In this spiritually savvy volume, Housden contends that Americans are so pragmatic and driven that they have a hard time relishing the delights of this world. He challenges us to move beyond our culture of self-denial, negativism, and punishment to embrace "seven sins" the pleasures of the senses, being foolish, not knowing all the answers, giving up on perfection, doing nothing useful, celebrating the ordinary, and coming home. These pages are filled with tart and astute observations on changes we can make in the way we live so our days are more joyful.
The materialism that always seeks to purchase the latest product and never cherishes the one we bought last year is an attachment to novelty that can expand into an obsession. Better the adab practices of Sufis who kiss a book or a fallen object in the home as a sign of respect. Housden quotes a work by Salman Rushdie where he talks about the Indian habit of kissing holy books and other things as well.
There is a playfulness to some of the seven sins. Housden acknowledges that in his moments of foolishness, he has felt closely connected to others. He concurs with Wes Nisker who suggests that the best thing for humanity would be to celebrate our foolishness and to rejoice together on April Fool's Day. This is all a far cry from Housden's own admission of doing things to accentuate his specialness and to have others be impressed by how different he is. The virtues explored in this imaginative work open our hearts and minds to a less calculating, anxious, and productive way of life.

▶ **Listed entries**
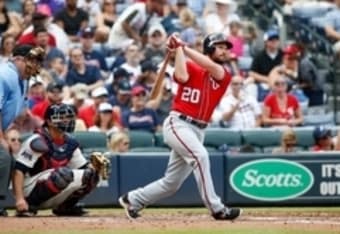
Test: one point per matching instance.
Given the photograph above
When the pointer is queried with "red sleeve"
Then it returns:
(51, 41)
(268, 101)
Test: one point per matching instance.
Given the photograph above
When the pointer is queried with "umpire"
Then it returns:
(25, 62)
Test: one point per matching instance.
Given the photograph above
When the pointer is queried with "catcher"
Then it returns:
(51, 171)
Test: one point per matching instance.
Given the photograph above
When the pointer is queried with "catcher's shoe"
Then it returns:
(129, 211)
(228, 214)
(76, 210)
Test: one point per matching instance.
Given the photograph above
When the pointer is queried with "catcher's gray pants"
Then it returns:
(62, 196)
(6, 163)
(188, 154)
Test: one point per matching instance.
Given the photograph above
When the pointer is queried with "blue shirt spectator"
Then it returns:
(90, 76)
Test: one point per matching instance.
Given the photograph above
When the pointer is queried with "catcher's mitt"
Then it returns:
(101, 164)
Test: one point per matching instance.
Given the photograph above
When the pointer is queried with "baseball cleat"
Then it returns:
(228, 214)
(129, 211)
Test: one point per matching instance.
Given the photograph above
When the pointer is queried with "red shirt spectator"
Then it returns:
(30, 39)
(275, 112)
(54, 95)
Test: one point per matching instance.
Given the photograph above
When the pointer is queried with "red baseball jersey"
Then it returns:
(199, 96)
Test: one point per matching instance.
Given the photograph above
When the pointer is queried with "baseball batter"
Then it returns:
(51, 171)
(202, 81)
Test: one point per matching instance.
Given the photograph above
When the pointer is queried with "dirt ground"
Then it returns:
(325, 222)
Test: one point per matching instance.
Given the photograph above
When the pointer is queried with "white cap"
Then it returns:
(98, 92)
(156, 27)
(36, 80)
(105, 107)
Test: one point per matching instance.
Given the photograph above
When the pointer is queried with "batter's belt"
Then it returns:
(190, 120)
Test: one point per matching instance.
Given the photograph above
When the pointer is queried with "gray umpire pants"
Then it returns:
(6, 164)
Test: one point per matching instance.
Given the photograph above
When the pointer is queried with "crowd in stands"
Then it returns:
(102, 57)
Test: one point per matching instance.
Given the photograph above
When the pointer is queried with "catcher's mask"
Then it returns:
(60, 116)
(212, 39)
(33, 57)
==
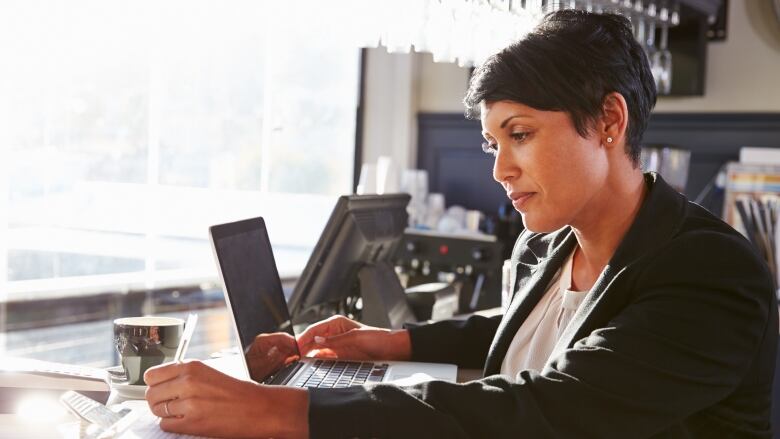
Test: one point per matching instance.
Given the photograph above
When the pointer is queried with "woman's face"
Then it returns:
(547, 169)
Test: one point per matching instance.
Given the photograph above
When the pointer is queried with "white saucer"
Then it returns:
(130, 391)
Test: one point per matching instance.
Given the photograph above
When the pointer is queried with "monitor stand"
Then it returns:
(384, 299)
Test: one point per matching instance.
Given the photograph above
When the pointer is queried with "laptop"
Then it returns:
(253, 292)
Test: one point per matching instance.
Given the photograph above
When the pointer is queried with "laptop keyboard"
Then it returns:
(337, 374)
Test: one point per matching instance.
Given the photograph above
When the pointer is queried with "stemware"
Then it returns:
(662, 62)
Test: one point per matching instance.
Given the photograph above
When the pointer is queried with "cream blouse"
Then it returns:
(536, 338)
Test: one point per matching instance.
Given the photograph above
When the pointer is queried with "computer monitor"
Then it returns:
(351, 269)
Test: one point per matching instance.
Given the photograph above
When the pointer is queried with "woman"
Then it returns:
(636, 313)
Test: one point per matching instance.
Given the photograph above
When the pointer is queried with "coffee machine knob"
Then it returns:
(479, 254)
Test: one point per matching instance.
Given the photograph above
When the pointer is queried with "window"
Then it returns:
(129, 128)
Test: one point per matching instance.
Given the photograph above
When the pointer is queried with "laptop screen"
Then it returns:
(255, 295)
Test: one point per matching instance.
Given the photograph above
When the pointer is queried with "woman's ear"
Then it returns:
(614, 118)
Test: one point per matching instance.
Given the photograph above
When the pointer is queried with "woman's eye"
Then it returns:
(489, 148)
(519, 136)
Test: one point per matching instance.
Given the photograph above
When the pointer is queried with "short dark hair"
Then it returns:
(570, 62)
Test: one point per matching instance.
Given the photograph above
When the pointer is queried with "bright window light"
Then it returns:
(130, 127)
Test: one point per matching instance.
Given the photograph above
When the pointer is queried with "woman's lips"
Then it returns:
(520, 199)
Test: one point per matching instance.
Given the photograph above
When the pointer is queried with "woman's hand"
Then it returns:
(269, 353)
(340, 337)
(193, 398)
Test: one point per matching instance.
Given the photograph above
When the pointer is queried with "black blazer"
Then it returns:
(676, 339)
--
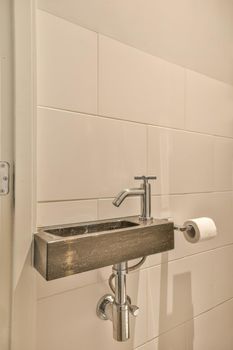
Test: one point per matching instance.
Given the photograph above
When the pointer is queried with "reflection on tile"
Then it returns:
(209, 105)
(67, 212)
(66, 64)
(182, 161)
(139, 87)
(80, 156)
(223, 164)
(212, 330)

▶ **Written task**
Please answer these questions using the review of Housden's book, numbering each answer to match.
1. What three things in our culture does Housden challenge readers to move beyond?
2. Whose work does Housden quote on the Indian habit of kissing holy books?
3. On what day does Wes Nisker suggest people rejoice together?

▶ **Output**
1. Self-denial, negativism, and punishment.
2. Salman Rushdie's.
3. April Fool's Day.